> _Exercise_:
Reproduce every line of the entries below word for word, omitting the pictures.
== Raw data ==
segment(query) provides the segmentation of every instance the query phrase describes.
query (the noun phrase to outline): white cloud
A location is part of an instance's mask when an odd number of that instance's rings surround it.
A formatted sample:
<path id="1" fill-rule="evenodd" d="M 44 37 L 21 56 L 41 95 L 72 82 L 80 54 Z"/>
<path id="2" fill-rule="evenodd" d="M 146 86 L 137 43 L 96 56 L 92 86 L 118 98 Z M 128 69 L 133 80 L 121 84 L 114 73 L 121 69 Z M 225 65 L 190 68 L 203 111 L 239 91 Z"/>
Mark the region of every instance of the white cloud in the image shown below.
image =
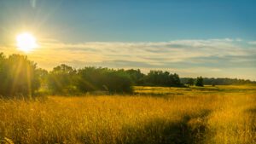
===
> _Result below_:
segment(query) provides the segmentation of every instance the query phrase describes.
query (the noun phrase to outline): white cloud
A location is part of an instance's mask when an odd number of that instance's rings surround it.
A formatted sample:
<path id="1" fill-rule="evenodd" d="M 44 37 L 21 56 L 41 95 L 72 82 L 80 54 Z"/>
<path id="2" fill-rule="evenodd" d="M 146 86 L 137 43 L 96 56 L 92 86 L 118 98 Z M 128 69 L 133 80 L 121 84 L 114 73 L 121 69 Z M 225 65 L 190 68 L 203 111 L 239 91 Z"/>
Mark the region of every instance of the white cloud in the image shown below.
image =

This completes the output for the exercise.